## WHAT YOU HAVE TO DO
Calculate how many lines in the following records hold the word "distant", and report that number without comment.

[SUPPLIED ENTRIES Boundary: Start]

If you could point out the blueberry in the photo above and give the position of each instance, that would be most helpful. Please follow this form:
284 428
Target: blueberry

[SUPPLIED ENTRIES Boundary: End]
[SUPPLIED ENTRIES Boundary: Start]

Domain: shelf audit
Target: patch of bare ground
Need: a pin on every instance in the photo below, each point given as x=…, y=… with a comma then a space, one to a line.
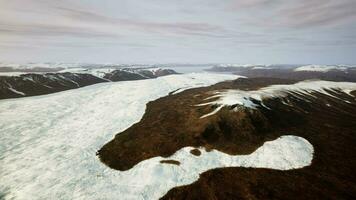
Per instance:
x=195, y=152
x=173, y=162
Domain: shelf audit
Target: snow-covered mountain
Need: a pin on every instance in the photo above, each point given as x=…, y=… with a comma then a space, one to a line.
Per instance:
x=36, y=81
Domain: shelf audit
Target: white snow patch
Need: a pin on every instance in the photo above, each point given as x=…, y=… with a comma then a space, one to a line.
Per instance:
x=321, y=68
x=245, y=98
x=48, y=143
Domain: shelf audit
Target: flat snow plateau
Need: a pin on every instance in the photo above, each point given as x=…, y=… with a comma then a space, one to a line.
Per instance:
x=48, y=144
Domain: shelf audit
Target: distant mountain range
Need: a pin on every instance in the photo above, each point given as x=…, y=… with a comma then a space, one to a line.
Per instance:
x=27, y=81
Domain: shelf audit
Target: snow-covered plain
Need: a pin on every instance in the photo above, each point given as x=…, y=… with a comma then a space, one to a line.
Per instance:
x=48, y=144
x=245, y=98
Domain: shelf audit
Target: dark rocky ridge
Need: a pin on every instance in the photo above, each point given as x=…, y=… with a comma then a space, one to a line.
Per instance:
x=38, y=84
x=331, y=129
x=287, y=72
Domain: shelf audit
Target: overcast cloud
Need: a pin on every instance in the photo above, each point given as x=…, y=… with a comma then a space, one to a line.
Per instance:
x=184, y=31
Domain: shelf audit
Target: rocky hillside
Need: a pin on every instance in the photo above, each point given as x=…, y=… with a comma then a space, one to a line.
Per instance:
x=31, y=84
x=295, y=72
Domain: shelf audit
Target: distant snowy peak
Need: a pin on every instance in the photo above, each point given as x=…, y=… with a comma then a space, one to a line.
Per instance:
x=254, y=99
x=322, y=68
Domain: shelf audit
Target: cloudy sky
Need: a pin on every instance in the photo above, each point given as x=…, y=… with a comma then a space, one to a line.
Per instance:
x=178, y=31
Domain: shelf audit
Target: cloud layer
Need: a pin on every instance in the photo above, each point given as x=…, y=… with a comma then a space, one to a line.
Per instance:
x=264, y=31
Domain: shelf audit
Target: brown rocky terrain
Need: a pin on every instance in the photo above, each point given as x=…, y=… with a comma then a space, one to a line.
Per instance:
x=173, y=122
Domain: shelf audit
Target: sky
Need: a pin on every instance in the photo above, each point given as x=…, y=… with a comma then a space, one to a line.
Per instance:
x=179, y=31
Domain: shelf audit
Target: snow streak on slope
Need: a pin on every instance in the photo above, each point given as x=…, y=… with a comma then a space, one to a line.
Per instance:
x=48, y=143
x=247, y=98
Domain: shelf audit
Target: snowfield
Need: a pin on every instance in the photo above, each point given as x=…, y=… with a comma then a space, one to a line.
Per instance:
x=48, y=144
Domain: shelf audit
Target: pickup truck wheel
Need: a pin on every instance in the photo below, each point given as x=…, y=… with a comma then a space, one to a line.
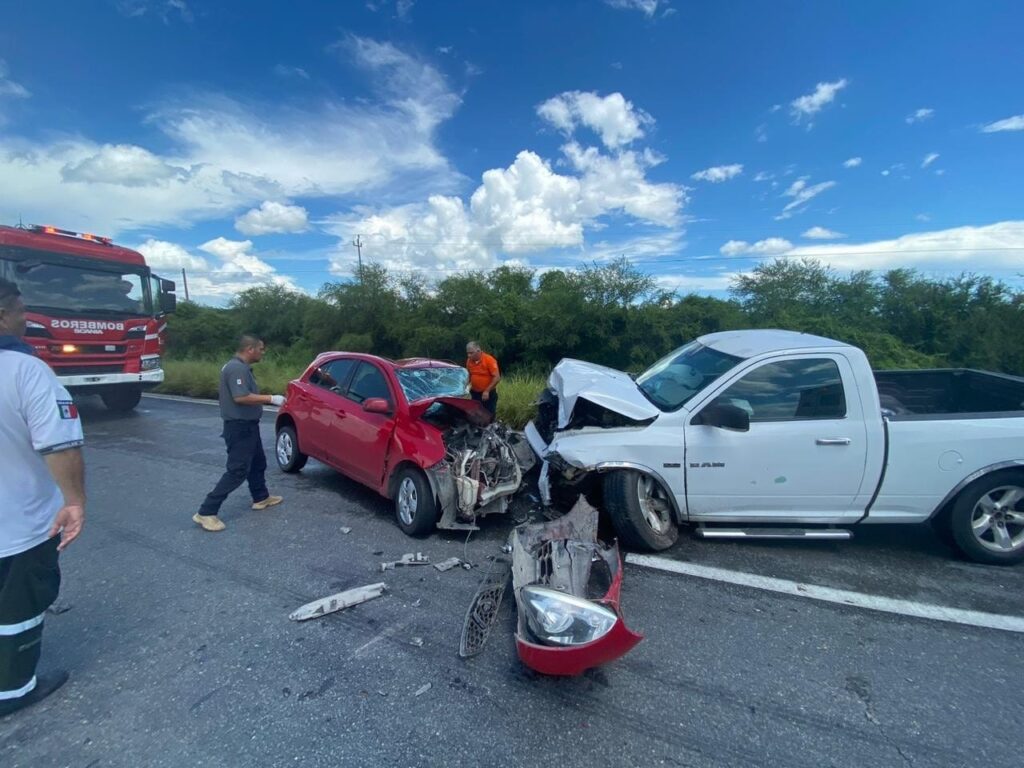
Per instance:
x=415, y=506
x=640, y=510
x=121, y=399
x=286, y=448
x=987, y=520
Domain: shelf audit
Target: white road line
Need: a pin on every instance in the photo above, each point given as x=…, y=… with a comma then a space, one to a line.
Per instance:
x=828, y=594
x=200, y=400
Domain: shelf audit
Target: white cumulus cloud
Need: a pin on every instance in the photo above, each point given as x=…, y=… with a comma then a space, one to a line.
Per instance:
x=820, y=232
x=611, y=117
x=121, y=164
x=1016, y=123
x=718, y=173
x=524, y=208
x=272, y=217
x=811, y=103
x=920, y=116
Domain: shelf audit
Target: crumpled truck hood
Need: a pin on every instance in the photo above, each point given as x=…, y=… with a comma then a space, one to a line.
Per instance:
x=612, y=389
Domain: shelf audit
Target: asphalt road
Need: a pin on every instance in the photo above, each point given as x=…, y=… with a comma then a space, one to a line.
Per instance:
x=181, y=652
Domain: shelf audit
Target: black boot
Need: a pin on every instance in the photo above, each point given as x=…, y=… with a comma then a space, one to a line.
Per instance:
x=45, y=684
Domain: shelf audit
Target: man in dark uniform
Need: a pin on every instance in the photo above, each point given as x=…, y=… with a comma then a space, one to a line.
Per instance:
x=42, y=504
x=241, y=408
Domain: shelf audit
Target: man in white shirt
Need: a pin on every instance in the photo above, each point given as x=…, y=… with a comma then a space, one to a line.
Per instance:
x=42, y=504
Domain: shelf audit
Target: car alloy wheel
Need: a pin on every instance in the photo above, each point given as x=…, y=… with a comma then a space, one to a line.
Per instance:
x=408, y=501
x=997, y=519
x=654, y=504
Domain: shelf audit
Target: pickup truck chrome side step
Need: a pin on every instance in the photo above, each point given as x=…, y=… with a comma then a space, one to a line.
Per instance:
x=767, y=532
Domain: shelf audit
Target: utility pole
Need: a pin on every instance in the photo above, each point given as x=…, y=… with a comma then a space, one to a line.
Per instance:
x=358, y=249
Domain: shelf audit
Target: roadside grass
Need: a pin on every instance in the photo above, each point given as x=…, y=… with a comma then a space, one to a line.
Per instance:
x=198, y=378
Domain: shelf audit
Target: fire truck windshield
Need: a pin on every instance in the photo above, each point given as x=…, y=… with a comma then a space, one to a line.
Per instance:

[SUPPLIED ENTRIES Boundary: End]

## OUTPUT BELOW
2